◆ MATERIAL TO PROCESS
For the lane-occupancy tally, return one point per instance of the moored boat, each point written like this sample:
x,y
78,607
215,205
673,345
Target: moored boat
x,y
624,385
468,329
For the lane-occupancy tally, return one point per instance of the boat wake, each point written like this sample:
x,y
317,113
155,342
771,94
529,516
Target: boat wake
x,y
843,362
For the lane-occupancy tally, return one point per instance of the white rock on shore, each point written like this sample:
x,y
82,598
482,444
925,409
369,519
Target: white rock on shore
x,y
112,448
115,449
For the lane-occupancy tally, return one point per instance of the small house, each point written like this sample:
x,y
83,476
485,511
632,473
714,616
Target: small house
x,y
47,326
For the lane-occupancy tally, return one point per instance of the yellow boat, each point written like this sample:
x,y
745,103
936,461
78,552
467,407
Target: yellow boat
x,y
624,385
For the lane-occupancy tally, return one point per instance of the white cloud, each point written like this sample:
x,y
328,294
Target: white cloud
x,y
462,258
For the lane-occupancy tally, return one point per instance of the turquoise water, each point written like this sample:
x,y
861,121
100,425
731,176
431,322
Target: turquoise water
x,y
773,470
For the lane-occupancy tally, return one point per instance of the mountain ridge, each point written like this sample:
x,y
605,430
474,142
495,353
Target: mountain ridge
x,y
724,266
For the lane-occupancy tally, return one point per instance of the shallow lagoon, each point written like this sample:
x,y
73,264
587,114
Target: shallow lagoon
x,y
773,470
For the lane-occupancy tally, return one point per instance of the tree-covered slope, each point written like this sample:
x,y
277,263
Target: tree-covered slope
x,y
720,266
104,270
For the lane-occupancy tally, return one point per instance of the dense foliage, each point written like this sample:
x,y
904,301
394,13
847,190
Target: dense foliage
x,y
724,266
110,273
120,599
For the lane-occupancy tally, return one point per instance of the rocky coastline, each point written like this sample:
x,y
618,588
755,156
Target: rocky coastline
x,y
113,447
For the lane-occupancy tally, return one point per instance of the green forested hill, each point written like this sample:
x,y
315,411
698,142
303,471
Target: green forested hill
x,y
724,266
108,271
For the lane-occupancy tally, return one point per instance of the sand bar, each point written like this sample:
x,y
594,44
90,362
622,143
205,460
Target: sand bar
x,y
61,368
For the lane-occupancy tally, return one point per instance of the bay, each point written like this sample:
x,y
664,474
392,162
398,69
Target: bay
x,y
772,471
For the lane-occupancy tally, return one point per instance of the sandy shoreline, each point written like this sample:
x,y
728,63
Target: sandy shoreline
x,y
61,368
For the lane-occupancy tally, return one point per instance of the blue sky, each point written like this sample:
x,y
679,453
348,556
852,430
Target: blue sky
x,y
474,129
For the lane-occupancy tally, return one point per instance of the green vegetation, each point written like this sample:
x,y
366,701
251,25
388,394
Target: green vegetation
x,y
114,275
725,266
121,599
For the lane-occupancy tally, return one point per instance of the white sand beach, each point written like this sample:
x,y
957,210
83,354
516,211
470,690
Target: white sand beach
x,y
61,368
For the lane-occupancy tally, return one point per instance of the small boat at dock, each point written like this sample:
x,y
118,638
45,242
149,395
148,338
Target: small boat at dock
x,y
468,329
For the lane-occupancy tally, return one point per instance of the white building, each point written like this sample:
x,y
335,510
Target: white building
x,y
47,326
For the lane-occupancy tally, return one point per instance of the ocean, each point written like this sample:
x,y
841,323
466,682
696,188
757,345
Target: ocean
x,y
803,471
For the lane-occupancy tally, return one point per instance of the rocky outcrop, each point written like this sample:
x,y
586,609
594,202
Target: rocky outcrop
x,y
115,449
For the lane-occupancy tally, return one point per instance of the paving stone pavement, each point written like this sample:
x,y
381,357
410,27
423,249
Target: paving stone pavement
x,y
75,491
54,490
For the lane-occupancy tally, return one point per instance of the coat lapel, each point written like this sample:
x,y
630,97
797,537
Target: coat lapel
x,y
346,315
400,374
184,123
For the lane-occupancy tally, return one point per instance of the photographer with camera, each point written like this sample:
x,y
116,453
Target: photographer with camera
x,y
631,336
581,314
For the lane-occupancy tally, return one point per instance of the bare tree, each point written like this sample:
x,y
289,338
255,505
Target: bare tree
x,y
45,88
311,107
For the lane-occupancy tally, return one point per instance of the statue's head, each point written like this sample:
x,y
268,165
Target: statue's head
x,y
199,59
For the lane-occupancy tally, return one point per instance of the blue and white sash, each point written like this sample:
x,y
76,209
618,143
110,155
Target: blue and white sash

◆ WRITTEN EXERCISE
Copy out all of the records above word for word, with every line kept as it stands.

◆ FULL SOLUTION
For the lane-occupancy tally, return one point per instance of the moored boat, each point written like this sample:
x,y
78,607
215,205
673,345
Target: moored boat
x,y
624,385
468,329
For the lane-occupancy tally, return one point per instance of the boat wake, each point written like this sample:
x,y
317,113
155,342
771,94
529,516
Target: boat wake
x,y
843,362
For the lane-occupancy tally, return one point per instance of the white rock on shore, each point written like this sample:
x,y
82,598
482,444
925,409
369,519
Target: white rock on shore
x,y
112,448
115,449
For the lane-occupancy tally, return one point per instance of the small house, each point written like this sample:
x,y
83,476
485,511
632,473
714,616
Target: small house
x,y
47,326
For the lane-occupancy tally, return one point per instance of the yellow boat, each point written like this sample:
x,y
745,103
936,461
78,552
467,407
Target: yellow boat
x,y
624,385
For the lane-occupancy tally, return one point per instance of the white cloud, each point written like this sample:
x,y
328,294
Target: white cloud
x,y
462,258
For the lane-occupancy tally, return one point per instance of the turquoise water, each point written like this sample:
x,y
861,121
100,425
731,176
431,322
Target: turquoise water
x,y
773,470
For the lane-occupancy tally, return one point per instance of the mountain ridge, each point written like this sample:
x,y
605,430
474,142
495,353
Target: mountain ridge
x,y
724,266
For the lane-occupancy tally, return one point per instance of the shallow lagoon, each point written like this sample:
x,y
73,264
587,114
Target: shallow lagoon
x,y
773,470
For the lane-occupancy tally, return one point per instance of the tree-covered slope, each point written like this sample:
x,y
277,263
Target: tree-covered slope
x,y
720,266
104,270
For the lane-occupancy tally, return one point per instance of the dense foliage, each point written like this sample:
x,y
904,301
394,13
847,190
Target: dense foliage
x,y
724,266
110,273
120,599
For the lane-occupancy tally, return one point per instance of the rocky coastline, each point written like this sample:
x,y
618,588
755,156
Target: rocky coastline
x,y
113,447
For the lane-occupancy tally, return one point per instance of the green forested hill, each point written like this sample:
x,y
315,411
698,142
303,471
Target: green forested hill
x,y
724,266
108,271
For the lane-occupancy tally, return one point per instance of the sand bar, each point written like this sample:
x,y
594,44
90,362
622,143
205,460
Target: sand bar
x,y
61,368
For the lane-occupancy tally, return one point per instance of the bay, each point written like this sample:
x,y
664,474
392,162
398,69
Target: bay
x,y
772,471
For the lane-occupancy tally, return one point per instance of the sandy shoreline, each point written like this sample:
x,y
728,63
Target: sandy shoreline
x,y
61,368
For the lane-occupancy tally, return one point per instance of the blue sky, each point written like this sample:
x,y
679,453
348,556
852,430
Target: blue sky
x,y
474,129
For the lane-occupancy tally, return one point per instance of the green vegetation, each point written like this sample:
x,y
366,701
251,25
388,394
Target: green vegetation
x,y
114,275
725,266
121,599
For the lane-occupancy tally, return one point per instance of the white sand beach, each point written like this sample:
x,y
957,210
83,354
516,211
470,690
Target: white sand beach
x,y
61,368
For the lane-occupancy tally, return one point per instance of the small boat at dock, each point written like this sample:
x,y
118,638
45,242
149,395
148,338
Target: small boat at dock
x,y
468,329
For the lane-occupancy tally, return one point per instance of the white building, each point written like this sample:
x,y
335,510
Target: white building
x,y
47,326
For the lane-occupancy tally, return one point per instance of the ocean, each point written like this sample:
x,y
841,323
466,682
696,188
757,345
Target: ocean
x,y
803,471
For the lane-occupancy tally, return one point per instance of the rocky outcrop, each point written like this sample:
x,y
586,609
594,202
Target: rocky outcrop
x,y
115,449
For the lane-occupancy tally, return one point per instance of the paving stone pavement, each point written like this sample:
x,y
381,357
410,27
423,249
Target: paving stone pavement
x,y
75,491
54,490
For the lane-occupancy tally, return one point per instance of the coat lapel, each point written like this sample:
x,y
630,97
797,537
Target: coat lapel
x,y
346,315
400,374
184,123
For the lane-occupancy tally, return one point per instance of the photographer with camera, each point written like this sample:
x,y
116,453
Target: photographer with camera
x,y
631,336
581,314
For the lane-occupancy tally, return one point per instance of the bare tree, each point written like this sample:
x,y
289,338
255,505
Target: bare tree
x,y
45,88
311,107
For the lane-occupancy tally, return one point per instance of the statue's head, each point written like this sample:
x,y
268,165
Target: statue's head
x,y
199,59
For the lane-occupancy tally, return one point per instance of the blue and white sash, each point written like this sample:
x,y
76,209
618,143
110,155
Target: blue and white sash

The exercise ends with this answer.